> **WHAT IS EXPECTED**: Give the username shown in each post heading of the jerky-making thread below.

# Making Jerky



## Rockfish (May 21, 2004)

I've looked a some recipes on the internet and I have seen alot of em. What are some that you guys have tweaked that work. I think I'm going to get 5lbs of meet and make a batch this week.


----------



## CT78114 (May 23, 2010)

I crack up when i read Jerky recipe's. Most sound like they have a little of everything from the pantry in them. Cup of this, cup of that...pinch of this.

I make a ton each and I've tried everything. IMO it is hard to go wrong.

I've found that brown sugar is the #1 ingredient though. If I make a brown sugar batch...no matter what else I put in it people like it. If I leave it out ...it doesn't get the same reviews.


----------



## essayons75 (May 15, 2006)

Use dry rub.

If you can get over to Archie's Food Basket in Spendora, they stock a great rub in small packets. Look by the butcher's door on the top shelf in a silver foil packet. Packet says for 3 lbs, use it for 5-6 Lbs and everyone will like it. Probably has some brown sugar in it

Brown sugar is good if you also add your favorite salts to the mixture. Go dry, marinate in dry rub at least 12 hours and it is no fail.

You can do it in the oven, but I use a cheap Nesco tray dehydrator, no way to over or under do it.

You MUST use VERY lean meat. Buy whole sirloin roast at Kroger when on sale. Cut it free of ALL fat, jerky 1/3, freeze the other 2 roasts for next batch. 

One $30 roast on sale makes $100-$130 of commercial jerky and is better than most.


----------



## McIII (Jun 20, 2007)

> **DATASET CONTENT**:
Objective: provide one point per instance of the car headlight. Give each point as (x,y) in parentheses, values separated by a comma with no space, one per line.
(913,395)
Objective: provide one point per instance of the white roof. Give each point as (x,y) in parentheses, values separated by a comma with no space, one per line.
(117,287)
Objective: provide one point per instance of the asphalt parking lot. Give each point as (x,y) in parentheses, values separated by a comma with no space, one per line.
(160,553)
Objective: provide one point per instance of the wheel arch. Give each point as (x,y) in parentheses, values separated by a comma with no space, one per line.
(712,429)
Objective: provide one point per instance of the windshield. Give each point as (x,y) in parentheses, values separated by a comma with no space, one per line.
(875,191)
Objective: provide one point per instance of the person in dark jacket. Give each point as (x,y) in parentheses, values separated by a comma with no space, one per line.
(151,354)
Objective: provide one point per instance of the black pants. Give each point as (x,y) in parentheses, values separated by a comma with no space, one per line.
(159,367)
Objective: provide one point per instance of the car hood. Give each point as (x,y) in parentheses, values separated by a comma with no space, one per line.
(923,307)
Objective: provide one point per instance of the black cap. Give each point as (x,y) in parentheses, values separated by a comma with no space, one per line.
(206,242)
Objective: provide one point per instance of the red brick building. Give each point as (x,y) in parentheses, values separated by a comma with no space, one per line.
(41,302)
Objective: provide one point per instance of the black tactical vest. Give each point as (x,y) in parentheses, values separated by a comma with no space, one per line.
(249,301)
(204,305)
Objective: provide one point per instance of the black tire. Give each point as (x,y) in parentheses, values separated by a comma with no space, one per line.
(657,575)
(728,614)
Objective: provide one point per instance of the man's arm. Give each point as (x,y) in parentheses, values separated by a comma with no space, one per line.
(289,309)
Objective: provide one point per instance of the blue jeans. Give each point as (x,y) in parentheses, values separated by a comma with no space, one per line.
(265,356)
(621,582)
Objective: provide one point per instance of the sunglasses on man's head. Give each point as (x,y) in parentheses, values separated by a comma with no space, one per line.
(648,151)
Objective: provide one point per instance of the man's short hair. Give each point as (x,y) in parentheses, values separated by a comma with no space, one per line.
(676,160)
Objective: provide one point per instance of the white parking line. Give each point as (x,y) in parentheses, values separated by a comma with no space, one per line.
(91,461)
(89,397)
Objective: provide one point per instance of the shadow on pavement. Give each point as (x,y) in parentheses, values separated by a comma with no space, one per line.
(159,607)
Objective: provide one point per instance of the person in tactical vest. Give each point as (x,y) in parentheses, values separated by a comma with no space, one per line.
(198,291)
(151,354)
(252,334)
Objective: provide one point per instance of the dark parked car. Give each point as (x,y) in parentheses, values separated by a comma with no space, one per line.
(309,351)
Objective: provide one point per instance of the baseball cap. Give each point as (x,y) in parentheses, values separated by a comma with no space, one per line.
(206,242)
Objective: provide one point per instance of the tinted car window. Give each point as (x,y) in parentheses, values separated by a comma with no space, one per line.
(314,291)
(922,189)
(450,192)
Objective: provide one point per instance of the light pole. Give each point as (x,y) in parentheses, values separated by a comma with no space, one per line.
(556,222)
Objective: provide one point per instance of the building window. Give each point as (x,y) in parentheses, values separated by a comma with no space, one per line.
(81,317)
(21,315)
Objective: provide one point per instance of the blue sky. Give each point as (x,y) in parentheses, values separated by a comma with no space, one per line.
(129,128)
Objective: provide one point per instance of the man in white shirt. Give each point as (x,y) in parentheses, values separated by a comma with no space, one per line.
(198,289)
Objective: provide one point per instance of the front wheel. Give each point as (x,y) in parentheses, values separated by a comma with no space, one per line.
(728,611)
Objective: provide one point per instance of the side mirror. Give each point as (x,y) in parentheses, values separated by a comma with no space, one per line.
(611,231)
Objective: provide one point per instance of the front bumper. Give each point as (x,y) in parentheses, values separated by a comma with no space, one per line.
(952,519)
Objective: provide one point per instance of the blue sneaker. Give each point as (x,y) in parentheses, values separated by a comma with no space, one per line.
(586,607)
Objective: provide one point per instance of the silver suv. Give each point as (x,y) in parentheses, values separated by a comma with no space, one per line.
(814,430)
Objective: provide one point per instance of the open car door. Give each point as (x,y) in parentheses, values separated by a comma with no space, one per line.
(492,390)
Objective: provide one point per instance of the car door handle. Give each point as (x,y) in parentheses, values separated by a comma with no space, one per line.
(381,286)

> **SOLUTION FOR THIS EXERCISE**:
Rockfish
CT78114
essayons75
McIII